= TASK PROMPT =
In the listing below, find the line containing "Phrase: upper lip" and the line containing "Phrase: hairline". Repeat exactly those two lines and every line between them, nothing more.
---------- DATA FOR THE TASK ----------
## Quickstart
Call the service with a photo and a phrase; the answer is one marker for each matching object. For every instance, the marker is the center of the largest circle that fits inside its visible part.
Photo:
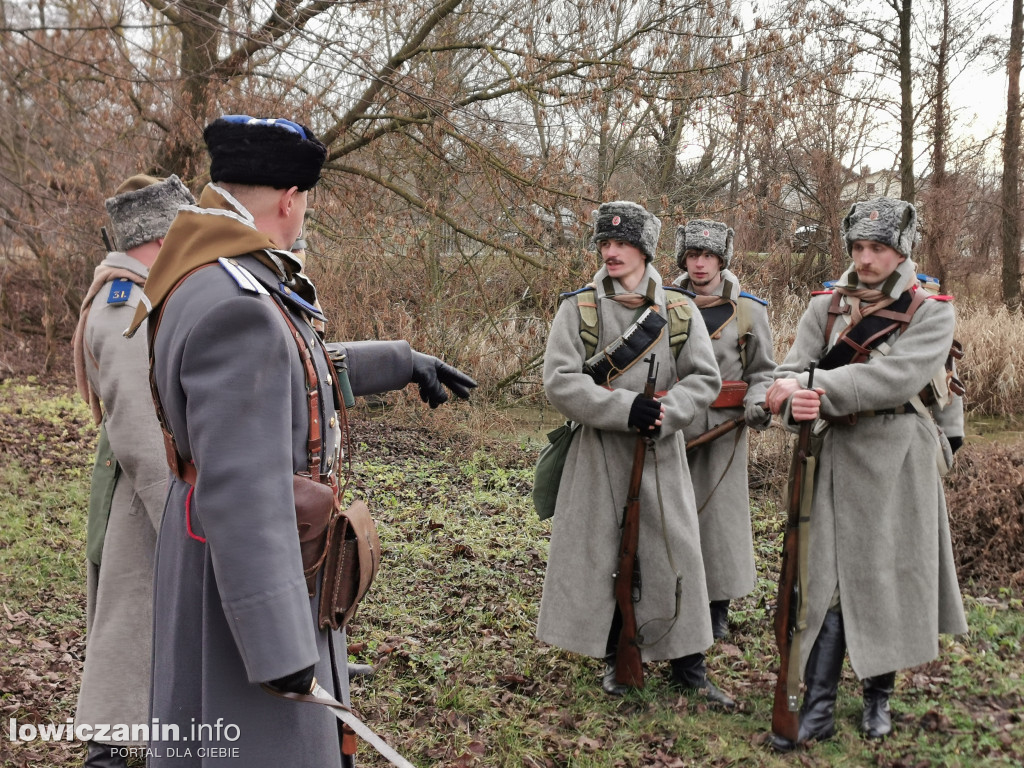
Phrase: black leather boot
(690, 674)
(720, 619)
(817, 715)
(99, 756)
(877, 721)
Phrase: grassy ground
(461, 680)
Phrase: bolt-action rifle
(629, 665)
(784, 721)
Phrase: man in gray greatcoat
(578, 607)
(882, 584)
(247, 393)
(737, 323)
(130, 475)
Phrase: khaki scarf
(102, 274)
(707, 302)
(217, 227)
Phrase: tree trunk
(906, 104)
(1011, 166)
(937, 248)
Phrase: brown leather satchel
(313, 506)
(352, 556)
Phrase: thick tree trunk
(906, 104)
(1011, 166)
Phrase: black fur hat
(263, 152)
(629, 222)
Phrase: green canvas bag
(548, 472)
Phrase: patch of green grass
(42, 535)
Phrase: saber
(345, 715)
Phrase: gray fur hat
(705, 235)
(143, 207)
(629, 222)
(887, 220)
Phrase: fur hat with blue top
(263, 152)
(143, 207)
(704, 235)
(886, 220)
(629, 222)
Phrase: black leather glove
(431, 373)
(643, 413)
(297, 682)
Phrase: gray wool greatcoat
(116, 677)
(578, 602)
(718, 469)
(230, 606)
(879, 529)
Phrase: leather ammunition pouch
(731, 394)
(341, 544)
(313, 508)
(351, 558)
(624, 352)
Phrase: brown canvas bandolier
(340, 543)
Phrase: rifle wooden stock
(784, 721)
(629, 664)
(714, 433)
----------
---------- DATA FOR THE TASK ----------
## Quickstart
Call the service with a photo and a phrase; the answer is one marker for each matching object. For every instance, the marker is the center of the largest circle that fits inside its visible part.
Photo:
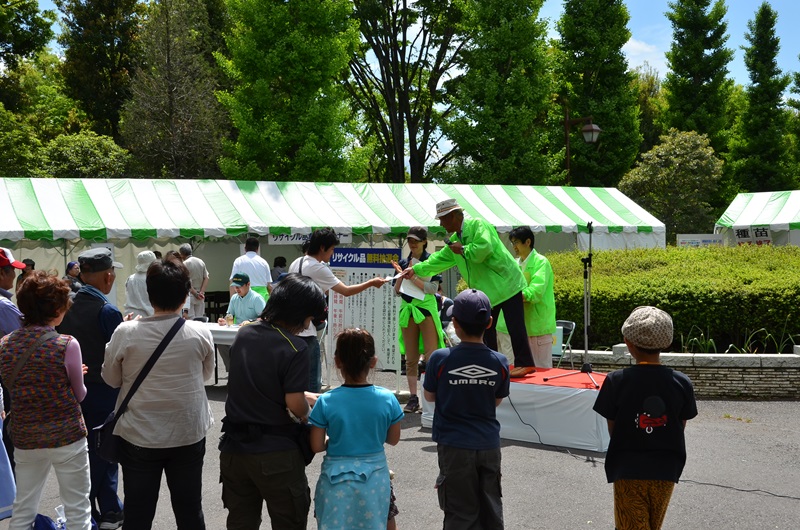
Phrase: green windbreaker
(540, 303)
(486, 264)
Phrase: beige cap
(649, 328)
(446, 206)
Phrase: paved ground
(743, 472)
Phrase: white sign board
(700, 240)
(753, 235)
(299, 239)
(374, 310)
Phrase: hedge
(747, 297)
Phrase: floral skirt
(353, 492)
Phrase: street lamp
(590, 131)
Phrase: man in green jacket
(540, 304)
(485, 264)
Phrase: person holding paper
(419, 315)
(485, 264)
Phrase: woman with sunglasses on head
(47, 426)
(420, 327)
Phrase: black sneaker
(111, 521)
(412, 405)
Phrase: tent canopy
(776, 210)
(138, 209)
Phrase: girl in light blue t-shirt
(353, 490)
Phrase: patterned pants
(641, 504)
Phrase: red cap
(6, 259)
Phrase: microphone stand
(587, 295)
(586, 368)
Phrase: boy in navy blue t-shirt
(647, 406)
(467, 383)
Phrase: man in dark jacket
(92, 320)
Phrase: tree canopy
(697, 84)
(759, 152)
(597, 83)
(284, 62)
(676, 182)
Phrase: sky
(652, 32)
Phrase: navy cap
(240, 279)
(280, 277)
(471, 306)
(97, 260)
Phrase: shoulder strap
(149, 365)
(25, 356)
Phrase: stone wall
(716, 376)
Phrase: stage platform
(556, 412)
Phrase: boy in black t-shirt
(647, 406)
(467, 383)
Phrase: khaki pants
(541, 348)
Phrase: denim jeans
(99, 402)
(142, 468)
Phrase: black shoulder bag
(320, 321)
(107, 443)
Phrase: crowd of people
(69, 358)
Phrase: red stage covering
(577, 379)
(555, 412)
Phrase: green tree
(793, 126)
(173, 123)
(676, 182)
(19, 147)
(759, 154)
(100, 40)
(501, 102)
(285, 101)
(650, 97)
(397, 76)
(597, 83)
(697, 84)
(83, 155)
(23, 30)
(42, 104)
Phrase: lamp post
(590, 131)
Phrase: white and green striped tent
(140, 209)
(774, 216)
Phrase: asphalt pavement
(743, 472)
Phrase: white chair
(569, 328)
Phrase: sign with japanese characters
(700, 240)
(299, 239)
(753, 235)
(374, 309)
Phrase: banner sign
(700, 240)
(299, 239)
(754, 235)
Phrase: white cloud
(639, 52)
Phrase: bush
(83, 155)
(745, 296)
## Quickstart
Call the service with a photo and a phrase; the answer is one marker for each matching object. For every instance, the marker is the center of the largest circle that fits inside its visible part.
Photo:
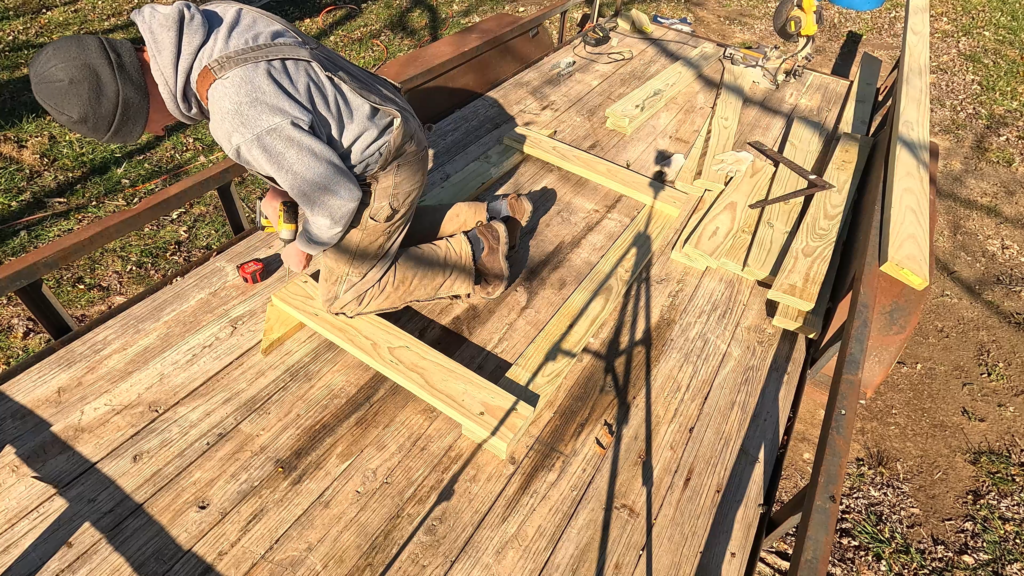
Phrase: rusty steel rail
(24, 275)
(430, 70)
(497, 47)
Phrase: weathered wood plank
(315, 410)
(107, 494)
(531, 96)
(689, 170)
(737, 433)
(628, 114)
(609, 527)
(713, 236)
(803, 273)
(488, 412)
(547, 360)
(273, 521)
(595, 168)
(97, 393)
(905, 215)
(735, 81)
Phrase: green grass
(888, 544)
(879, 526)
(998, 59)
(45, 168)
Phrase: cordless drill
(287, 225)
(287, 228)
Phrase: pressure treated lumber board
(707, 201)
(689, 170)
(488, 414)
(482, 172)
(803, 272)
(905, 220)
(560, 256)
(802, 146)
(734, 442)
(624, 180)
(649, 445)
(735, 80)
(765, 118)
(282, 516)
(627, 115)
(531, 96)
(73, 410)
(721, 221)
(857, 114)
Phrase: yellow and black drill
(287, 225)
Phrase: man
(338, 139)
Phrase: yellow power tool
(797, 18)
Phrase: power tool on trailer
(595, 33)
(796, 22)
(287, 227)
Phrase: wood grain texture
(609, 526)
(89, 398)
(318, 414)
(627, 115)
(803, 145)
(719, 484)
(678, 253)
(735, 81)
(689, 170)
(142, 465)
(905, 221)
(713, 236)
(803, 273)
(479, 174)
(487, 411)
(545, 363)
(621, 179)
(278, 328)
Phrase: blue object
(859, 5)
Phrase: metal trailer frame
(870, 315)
----------
---------- DATA FOR THE TASK ----------
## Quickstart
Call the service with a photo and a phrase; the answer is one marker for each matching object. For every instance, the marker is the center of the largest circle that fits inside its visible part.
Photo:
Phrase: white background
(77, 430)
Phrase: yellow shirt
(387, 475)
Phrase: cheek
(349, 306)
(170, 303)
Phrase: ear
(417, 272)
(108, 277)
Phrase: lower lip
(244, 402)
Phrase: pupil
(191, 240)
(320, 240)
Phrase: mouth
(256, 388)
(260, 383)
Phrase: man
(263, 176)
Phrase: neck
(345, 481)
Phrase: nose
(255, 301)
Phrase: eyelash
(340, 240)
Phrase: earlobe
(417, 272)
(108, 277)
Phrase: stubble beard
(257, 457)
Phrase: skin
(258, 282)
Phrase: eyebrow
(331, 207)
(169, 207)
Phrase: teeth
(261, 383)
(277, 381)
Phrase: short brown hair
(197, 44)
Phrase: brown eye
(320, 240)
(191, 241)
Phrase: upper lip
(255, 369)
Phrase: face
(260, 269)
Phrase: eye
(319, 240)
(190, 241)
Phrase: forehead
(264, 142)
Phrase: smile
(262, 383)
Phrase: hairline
----------
= RESULT OF THE EXERCISE =
Phrase: upper lip
(255, 369)
Phrase: face
(260, 269)
Phrase: eye
(319, 240)
(190, 241)
Phrase: forehead
(264, 142)
Phrase: smile
(262, 383)
Phrase: hairline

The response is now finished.